Reading passage:
** START **

Net worth

“forced to sell with a big discount”

This is another home owner self delusion. Even if they don’t sell the house, the fact is the house has already decreased in value. They are selling it for what it is worth at the time! Just because people don’t list their houses when they don’t think they can get a good price, doesn’t mean they didn’t already lose money.

I am currently forced to sell non attractive land yard for a big discount. Otherwise I will continue with negative cash flows in a form of taxes and maintenance costs. This land was inherited. This situation would be completely opposite if I inherited land on attractive location 300 km to the South. Capital gains would cover all costs even if I would wait for long time. Unfortunately my location isn’t attractive and will never be and yet is classified as agricultural.

Agree. There are also costs of lost opportunities for capital locked in non-profit real estate holdings.

sorry to hear that. I usually go for places that are center of attention and/or with the following:

Great school district

Demographics - don’t want to come out as racist so I will let you guys decide on this

Income in the area - higher the better. Don’t mind being the only owner of Audi in a garage full of Cayenne Turbos and Range Rovers.

$/Sq Ft - usually aim for higher end. I’d rather live in a mediocre home in the best neighborhood rather than best house in a mediocre neighborhood.

My choice back in 2012 was UWS - prices have doubled in 5 years. I down paid just over half so I am up almost 200% on my money.

I do agree, buying is not for everyone and there are risks to buying a house but in most cases, most cases, backed by economists and social scientists, buying is infinitely better than renting.


RE investment may be a jackpot and on the other hand might be a pain in the ass, especially if you need quickly convert it back to cash.

It’s popular in my homeland, especially to build up a house with swimming pool near the sea shore and rent it to tourists, a gold mine for some. But greed and leveraged investment has driven many into bankruptcy.

Yes, i 100% agree. People get into trouble when they pour all their money into their down payment and get maximum amount loan possible because well we are all greedy and want the best from little we have. Diversification goes out the window here. 100% of net worth into real estate and leveraged even more (mortgage) in real estate. This real estate itself is one residence. So not only is it not diversified among asset classes but also not diversified within real estate “sector.”

I just did a tax return for a girl who’s worth about $200 million, and she’s only 7.

Apples and oranges: she’s probably not a charterholder nor a candidate.

** END **

Stored records:

** START **

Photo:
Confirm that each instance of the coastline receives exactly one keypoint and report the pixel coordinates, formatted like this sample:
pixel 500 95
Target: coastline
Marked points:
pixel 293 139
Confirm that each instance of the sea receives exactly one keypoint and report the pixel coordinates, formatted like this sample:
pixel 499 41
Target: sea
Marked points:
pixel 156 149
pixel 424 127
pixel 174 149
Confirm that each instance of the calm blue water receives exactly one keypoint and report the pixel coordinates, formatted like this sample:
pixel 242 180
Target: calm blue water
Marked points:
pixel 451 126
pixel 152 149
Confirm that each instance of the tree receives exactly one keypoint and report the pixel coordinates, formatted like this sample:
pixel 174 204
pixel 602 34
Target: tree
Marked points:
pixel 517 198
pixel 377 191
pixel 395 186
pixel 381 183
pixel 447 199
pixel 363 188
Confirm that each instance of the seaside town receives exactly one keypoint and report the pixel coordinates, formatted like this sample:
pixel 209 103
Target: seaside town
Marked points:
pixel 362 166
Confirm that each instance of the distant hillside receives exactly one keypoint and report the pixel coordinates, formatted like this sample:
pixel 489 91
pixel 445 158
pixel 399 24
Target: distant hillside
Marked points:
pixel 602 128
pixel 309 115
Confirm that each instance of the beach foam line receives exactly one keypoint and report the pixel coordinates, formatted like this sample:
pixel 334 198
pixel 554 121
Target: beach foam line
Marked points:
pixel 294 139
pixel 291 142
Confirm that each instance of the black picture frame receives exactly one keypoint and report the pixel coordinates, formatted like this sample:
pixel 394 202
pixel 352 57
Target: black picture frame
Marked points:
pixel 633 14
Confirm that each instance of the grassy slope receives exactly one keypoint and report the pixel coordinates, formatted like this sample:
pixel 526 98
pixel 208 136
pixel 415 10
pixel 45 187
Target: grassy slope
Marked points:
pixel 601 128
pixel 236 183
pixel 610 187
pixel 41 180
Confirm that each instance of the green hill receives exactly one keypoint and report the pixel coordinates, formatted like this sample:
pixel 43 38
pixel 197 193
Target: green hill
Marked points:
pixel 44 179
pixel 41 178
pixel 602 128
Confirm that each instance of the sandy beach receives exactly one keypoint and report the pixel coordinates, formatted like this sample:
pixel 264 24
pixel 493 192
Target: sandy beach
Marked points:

** END **

Problem 1: Based on the Net worth discussion, say whether each statement agrees with the text, answering yes or no and quoting the deciding words: (a) The inherited land is classified as agricultural. (b) The UWS purchase was made in 2015. (c) The girl whose tax return was prepared is 17 years old.
Problem 2: In the listing, recast the lines from the one containing "Confirm that each instance of the sandy" through the end of the listing, inclusive, as a numbered list, leaving out blank lines.

Task response 1:
(a) Yes: "yet is classified as agricultural."
(b) No: "My choice back in 2012 was UWS"
(c) No: "and she’s only 7."

Task response 2:
1. Confirm that each instance of the sandy beach receives exactly one keypoint and report the pixel coordinates, formatted like this sample:
2. pixel 264 24
3. pixel 493 192
4. Target: sandy beach
5. Marked points:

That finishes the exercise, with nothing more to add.